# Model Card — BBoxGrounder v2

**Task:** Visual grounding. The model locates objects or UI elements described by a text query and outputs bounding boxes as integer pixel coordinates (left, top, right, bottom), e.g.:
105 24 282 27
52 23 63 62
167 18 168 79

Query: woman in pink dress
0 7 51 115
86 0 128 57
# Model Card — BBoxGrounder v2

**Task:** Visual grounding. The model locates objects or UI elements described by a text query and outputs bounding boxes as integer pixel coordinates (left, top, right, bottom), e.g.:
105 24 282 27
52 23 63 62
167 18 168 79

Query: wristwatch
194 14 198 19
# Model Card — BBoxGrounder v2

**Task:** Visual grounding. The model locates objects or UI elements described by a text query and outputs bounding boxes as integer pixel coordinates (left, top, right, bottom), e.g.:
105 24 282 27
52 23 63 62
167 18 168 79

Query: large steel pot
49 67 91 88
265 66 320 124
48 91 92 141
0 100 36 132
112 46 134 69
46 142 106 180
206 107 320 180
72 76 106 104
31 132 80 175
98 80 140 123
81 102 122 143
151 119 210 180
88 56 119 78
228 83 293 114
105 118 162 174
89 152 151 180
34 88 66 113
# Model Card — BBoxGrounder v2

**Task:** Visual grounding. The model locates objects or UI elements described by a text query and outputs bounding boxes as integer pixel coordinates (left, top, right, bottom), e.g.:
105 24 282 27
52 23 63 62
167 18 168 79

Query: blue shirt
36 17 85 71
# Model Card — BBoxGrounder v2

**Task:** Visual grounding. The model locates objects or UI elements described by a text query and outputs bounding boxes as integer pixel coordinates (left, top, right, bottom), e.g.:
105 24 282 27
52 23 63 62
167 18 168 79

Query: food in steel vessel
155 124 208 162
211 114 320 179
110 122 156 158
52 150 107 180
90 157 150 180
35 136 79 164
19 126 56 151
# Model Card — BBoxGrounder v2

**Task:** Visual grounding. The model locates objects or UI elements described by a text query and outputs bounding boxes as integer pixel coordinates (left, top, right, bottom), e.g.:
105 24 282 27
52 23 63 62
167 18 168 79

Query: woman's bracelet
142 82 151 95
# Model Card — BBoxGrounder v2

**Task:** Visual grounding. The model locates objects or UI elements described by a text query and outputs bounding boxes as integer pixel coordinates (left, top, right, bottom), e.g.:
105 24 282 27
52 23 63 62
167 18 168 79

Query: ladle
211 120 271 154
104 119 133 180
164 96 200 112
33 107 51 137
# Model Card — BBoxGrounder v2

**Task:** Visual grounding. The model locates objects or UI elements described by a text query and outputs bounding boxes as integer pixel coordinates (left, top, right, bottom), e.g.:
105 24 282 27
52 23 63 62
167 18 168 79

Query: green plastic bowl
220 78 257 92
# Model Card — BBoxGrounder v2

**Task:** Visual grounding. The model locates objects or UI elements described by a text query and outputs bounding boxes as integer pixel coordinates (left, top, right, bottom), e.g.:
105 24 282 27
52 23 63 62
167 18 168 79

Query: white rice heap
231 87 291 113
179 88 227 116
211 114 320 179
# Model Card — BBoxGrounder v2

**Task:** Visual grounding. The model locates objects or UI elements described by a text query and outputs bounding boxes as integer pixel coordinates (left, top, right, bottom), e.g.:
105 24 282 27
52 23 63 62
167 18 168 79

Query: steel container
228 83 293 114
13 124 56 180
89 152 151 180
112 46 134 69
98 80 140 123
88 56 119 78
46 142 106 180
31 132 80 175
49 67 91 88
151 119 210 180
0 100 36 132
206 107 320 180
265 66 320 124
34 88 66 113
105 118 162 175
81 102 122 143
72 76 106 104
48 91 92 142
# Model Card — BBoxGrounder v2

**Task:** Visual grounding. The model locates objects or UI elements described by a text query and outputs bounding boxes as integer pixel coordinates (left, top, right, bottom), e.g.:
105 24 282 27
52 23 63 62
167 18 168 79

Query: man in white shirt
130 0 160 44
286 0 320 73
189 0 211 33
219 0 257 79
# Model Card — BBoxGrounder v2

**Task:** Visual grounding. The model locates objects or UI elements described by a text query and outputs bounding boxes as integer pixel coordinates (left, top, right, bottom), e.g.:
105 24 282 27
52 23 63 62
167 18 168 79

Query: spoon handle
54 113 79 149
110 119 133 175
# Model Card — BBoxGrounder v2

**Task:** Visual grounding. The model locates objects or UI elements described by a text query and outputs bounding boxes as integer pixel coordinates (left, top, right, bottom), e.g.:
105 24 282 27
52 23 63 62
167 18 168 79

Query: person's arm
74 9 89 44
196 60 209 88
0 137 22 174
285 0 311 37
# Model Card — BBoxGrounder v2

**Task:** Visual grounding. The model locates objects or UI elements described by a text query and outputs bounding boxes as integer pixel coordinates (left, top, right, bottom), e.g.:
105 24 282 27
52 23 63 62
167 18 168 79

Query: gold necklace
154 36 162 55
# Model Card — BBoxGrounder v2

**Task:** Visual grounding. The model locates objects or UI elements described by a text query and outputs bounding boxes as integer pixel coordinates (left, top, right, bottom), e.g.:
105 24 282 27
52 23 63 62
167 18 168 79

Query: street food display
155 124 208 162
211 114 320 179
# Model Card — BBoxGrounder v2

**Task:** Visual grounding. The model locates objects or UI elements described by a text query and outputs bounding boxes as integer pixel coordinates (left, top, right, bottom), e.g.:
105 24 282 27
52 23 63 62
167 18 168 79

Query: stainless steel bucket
=====
## Directions for this task
Lay out the lines above as a JSON list of strings, with one string for each line and the blank lines left out.

## Response to this exercise
[
  "# Model Card — BBoxGrounder v2",
  "**Task:** Visual grounding. The model locates objects or UI elements described by a text query and outputs bounding boxes as integer pixel coordinates (left, top, right, bottom), e.g.:",
  "105 24 282 27",
  "52 23 63 62",
  "167 18 168 79",
  "Query: woman in pink dress",
  "0 7 51 115",
  "86 0 128 57",
  "# Model Card — BBoxGrounder v2",
  "**Task:** Visual grounding. The model locates objects or UI elements described by a text query and outputs bounding boxes as integer pixel coordinates (left, top, right, bottom), e.g.:",
  "105 24 282 27",
  "52 23 63 62",
  "167 18 168 79",
  "Query: wristwatch",
  "194 14 198 19",
  "# Model Card — BBoxGrounder v2",
  "**Task:** Visual grounding. The model locates objects or UI elements described by a text query and outputs bounding boxes as integer pixel coordinates (left, top, right, bottom), e.g.:",
  "105 24 282 27",
  "52 23 63 62",
  "167 18 168 79",
  "Query: large steel pot",
  "49 67 91 88",
  "265 66 320 124",
  "48 91 92 141",
  "0 100 36 132",
  "112 46 134 69",
  "46 142 106 180",
  "206 107 320 180",
  "72 76 106 104",
  "31 132 80 175",
  "98 80 140 123",
  "81 102 122 143",
  "151 119 210 180",
  "88 56 119 78",
  "228 83 293 114",
  "105 118 162 174",
  "89 152 151 180",
  "34 88 66 113",
  "# Model Card — BBoxGrounder v2",
  "**Task:** Visual grounding. The model locates objects or UI elements described by a text query and outputs bounding boxes as integer pixel coordinates (left, top, right, bottom), e.g.:",
  "105 24 282 27",
  "52 23 63 62",
  "167 18 168 79",
  "Query: blue shirt",
  "36 17 85 71",
  "# Model Card — BBoxGrounder v2",
  "**Task:** Visual grounding. The model locates objects or UI elements described by a text query and outputs bounding boxes as integer pixel coordinates (left, top, right, bottom), e.g.:",
  "105 24 282 27",
  "52 23 63 62",
  "167 18 168 79",
  "Query: food in steel vessel",
  "155 124 208 162",
  "211 114 320 179",
  "110 122 156 158",
  "52 150 107 180",
  "90 157 150 180",
  "35 136 79 164",
  "19 126 56 151",
  "# Model Card — BBoxGrounder v2",
  "**Task:** Visual grounding. The model locates objects or UI elements described by a text query and outputs bounding boxes as integer pixel coordinates (left, top, right, bottom), e.g.:",
  "105 24 282 27",
  "52 23 63 62",
  "167 18 168 79",
  "Query: woman's bracelet",
  "142 82 151 95",
  "# Model Card — BBoxGrounder v2",
  "**Task:** Visual grounding. The model locates objects or UI elements described by a text query and outputs bounding boxes as integer pixel coordinates (left, top, right, bottom), e.g.:",
  "105 24 282 27",
  "52 23 63 62",
  "167 18 168 79",
  "Query: ladle",
  "211 120 271 154",
  "104 119 133 180",
  "164 96 200 112",
  "33 107 51 137",
  "# Model Card — BBoxGrounder v2",
  "**Task:** Visual grounding. The model locates objects or UI elements described by a text query and outputs bounding boxes as integer pixel coordinates (left, top, right, bottom), e.g.:",
  "105 24 282 27",
  "52 23 63 62",
  "167 18 168 79",
  "Query: green plastic bowl",
  "220 78 257 92",
  "# Model Card — BBoxGrounder v2",
  "**Task:** Visual grounding. The model locates objects or UI elements described by a text query and outputs bounding boxes as integer pixel coordinates (left, top, right, bottom), e.g.:",
  "105 24 282 27",
  "52 23 63 62",
  "167 18 168 79",
  "Query: white rice heap",
  "231 87 291 113",
  "179 88 227 116",
  "211 114 320 179",
  "# Model Card — BBoxGrounder v2",
  "**Task:** Visual grounding. The model locates objects or UI elements described by a text query and outputs bounding boxes as integer pixel coordinates (left, top, right, bottom), e.g.:",
  "105 24 282 27",
  "52 23 63 62",
  "167 18 168 79",
  "Query: steel container",
  "228 83 293 114",
  "13 124 56 180",
  "89 152 151 180",
  "112 46 134 69",
  "98 80 140 123",
  "88 56 119 78",
  "46 142 106 180",
  "31 132 80 175",
  "49 67 91 88",
  "151 119 210 180",
  "0 100 36 132",
  "206 107 320 180",
  "265 66 320 124",
  "34 88 66 113",
  "105 118 162 175",
  "81 102 122 143",
  "72 76 106 104",
  "48 91 92 142",
  "# Model Card — BBoxGrounder v2",
  "**Task:** Visual grounding. The model locates objects or UI elements described by a text query and outputs bounding boxes as integer pixel coordinates (left, top, right, bottom), e.g.:",
  "105 24 282 27",
  "52 23 63 62",
  "167 18 168 79",
  "Query: man in white shirt",
  "130 0 160 44",
  "286 0 320 73",
  "189 0 211 33",
  "219 0 257 79",
  "# Model Card — BBoxGrounder v2",
  "**Task:** Visual grounding. The model locates objects or UI elements described by a text query and outputs bounding boxes as integer pixel coordinates (left, top, right, bottom), e.g.:",
  "105 24 282 27",
  "52 23 63 62",
  "167 18 168 79",
  "Query: spoon handle",
  "54 113 79 149",
  "110 119 133 175",
  "# Model Card — BBoxGrounder v2",
  "**Task:** Visual grounding. The model locates objects or UI elements described by a text query and outputs bounding boxes as integer pixel coordinates (left, top, right, bottom), e.g.:",
  "105 24 282 27",
  "52 23 63 62",
  "167 18 168 79",
  "Query: person's arm",
  "74 9 89 44",
  "196 60 209 88",
  "0 137 22 174",
  "285 0 311 37",
  "# Model Card — BBoxGrounder v2",
  "**Task:** Visual grounding. The model locates objects or UI elements described by a text query and outputs bounding boxes as integer pixel coordinates (left, top, right, bottom), e.g.:",
  "105 24 282 27",
  "52 23 63 62",
  "167 18 168 79",
  "Query: gold necklace",
  "154 36 162 55",
  "# Model Card — BBoxGrounder v2",
  "**Task:** Visual grounding. The model locates objects or UI elements described by a text query and outputs bounding boxes as integer pixel coordinates (left, top, right, bottom), e.g.:",
  "105 24 282 27",
  "52 23 63 62",
  "167 18 168 79",
  "Query: street food display",
  "155 124 208 162",
  "211 114 320 179",
  "# Model Card — BBoxGrounder v2",
  "**Task:** Visual grounding. The model locates objects or UI elements described by a text query and outputs bounding boxes as integer pixel coordinates (left, top, right, bottom), e.g.:",
  "105 24 282 27",
  "52 23 63 62",
  "167 18 168 79",
  "Query: stainless steel bucket"
]